begin Information given

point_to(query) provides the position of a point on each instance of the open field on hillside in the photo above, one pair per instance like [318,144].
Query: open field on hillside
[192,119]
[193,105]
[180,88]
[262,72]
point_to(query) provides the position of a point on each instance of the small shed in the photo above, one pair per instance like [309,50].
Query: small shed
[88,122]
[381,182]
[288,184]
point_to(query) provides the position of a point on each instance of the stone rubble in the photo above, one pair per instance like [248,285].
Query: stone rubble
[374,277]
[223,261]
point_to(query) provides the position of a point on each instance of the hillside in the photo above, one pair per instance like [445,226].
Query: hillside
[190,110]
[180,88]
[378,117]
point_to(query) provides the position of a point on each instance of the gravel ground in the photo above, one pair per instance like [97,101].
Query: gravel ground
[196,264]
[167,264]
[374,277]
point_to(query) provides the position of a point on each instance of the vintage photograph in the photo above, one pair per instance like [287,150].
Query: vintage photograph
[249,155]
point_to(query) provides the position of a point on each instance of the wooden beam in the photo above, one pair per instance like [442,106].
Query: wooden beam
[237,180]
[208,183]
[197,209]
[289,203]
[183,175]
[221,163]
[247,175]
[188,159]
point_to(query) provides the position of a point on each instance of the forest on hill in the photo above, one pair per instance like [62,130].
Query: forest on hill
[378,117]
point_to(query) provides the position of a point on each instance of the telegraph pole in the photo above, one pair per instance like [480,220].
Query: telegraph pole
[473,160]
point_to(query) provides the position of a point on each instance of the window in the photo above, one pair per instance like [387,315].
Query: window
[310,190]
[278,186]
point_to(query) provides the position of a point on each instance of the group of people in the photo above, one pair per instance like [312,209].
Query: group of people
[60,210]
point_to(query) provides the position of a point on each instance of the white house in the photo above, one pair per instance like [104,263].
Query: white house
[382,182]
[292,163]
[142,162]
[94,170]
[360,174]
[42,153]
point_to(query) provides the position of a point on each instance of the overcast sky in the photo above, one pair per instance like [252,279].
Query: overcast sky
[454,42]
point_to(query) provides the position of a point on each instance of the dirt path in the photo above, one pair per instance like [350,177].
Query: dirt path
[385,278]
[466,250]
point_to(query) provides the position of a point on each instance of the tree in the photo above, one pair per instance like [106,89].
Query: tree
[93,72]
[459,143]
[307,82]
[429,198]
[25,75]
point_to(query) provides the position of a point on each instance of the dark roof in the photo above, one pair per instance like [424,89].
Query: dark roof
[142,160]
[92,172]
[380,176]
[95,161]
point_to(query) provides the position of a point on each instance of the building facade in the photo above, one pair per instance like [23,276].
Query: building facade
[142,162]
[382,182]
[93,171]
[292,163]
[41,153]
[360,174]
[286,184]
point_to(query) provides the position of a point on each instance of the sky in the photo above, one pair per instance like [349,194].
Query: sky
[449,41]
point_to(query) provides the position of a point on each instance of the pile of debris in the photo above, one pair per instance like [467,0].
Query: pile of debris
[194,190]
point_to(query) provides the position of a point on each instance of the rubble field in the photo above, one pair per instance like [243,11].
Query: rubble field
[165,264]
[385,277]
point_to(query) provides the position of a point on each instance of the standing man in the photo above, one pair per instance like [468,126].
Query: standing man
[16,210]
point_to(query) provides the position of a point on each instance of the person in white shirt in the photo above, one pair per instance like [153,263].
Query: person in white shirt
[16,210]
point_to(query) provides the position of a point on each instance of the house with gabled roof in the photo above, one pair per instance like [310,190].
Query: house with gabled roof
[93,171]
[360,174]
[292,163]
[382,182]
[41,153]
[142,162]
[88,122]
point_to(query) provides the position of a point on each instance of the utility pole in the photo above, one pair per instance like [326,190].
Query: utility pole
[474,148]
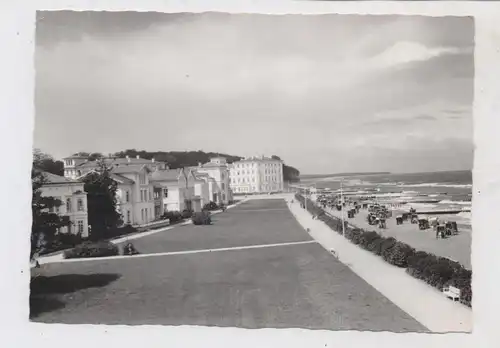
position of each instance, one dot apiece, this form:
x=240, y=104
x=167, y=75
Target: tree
x=101, y=200
x=95, y=156
x=45, y=220
x=47, y=163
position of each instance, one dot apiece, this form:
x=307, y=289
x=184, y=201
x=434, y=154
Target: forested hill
x=179, y=159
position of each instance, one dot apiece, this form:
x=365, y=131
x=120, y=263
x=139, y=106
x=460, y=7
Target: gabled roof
x=75, y=157
x=121, y=179
x=118, y=162
x=126, y=169
x=213, y=165
x=58, y=179
x=114, y=175
x=165, y=175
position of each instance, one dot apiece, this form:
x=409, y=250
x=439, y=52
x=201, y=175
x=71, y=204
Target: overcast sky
x=330, y=93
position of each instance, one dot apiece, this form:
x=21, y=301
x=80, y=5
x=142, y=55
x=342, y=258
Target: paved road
x=282, y=286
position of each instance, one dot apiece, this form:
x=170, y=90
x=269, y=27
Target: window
x=57, y=206
x=80, y=226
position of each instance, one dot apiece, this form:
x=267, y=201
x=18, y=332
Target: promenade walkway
x=255, y=267
x=421, y=301
x=456, y=248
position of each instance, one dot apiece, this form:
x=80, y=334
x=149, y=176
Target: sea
x=446, y=190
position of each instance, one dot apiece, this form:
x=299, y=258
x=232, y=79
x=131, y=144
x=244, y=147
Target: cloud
x=299, y=86
x=405, y=52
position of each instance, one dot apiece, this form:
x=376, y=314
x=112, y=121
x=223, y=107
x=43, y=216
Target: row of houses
x=146, y=189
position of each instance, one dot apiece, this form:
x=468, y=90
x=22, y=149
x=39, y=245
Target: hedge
x=201, y=218
x=90, y=249
x=172, y=216
x=210, y=206
x=435, y=271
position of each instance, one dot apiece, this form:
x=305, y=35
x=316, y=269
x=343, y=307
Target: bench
x=452, y=293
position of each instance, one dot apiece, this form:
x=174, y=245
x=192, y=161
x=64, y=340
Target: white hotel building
x=256, y=175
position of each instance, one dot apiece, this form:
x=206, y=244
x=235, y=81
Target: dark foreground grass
x=287, y=286
x=251, y=223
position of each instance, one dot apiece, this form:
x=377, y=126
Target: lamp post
x=342, y=205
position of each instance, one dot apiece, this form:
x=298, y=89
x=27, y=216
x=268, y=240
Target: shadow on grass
x=66, y=283
x=44, y=289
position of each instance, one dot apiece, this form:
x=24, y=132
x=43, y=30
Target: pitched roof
x=118, y=161
x=165, y=175
x=121, y=179
x=58, y=179
x=213, y=165
x=76, y=157
x=125, y=169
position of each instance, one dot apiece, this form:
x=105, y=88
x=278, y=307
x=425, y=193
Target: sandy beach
x=457, y=248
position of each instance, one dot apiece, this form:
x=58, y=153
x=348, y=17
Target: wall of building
x=74, y=205
x=142, y=198
x=259, y=175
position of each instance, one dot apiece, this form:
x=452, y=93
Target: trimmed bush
x=201, y=218
x=129, y=249
x=398, y=255
x=436, y=271
x=210, y=206
x=173, y=216
x=186, y=214
x=90, y=249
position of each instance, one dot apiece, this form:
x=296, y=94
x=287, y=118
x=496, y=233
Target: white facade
x=218, y=170
x=178, y=188
x=256, y=175
x=135, y=194
x=76, y=166
x=73, y=199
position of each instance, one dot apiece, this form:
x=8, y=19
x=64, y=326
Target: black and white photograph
x=253, y=170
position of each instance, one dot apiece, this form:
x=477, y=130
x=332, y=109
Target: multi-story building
x=218, y=170
x=256, y=175
x=74, y=202
x=76, y=166
x=134, y=194
x=177, y=189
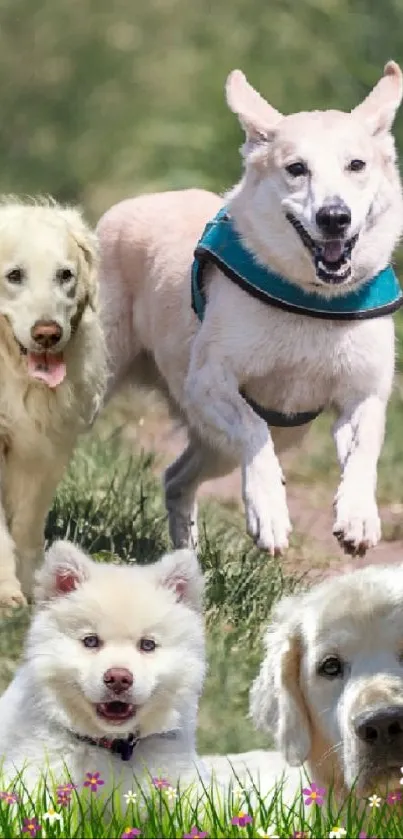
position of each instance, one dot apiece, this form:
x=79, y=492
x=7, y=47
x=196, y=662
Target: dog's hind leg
x=196, y=464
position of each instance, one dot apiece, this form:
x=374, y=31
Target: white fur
x=39, y=425
x=54, y=691
x=287, y=362
x=359, y=617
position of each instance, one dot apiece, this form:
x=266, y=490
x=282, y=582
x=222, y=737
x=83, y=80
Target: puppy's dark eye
x=64, y=275
x=297, y=169
x=332, y=667
x=356, y=165
x=15, y=276
x=147, y=645
x=93, y=642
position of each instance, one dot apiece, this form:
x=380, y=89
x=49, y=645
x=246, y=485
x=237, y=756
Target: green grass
x=102, y=812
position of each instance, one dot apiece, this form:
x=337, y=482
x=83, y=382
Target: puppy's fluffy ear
x=379, y=108
x=257, y=117
x=276, y=700
x=65, y=568
x=180, y=572
x=87, y=242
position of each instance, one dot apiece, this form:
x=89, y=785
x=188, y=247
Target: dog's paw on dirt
x=357, y=527
x=11, y=597
x=267, y=518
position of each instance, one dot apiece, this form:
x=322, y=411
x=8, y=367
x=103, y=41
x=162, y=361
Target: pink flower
x=315, y=795
x=93, y=781
x=9, y=797
x=393, y=797
x=241, y=820
x=31, y=826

end Information given

Exercise objective:
Count the lines in the records above that contain the string "person", and reply with that number alone.

Solution below:
2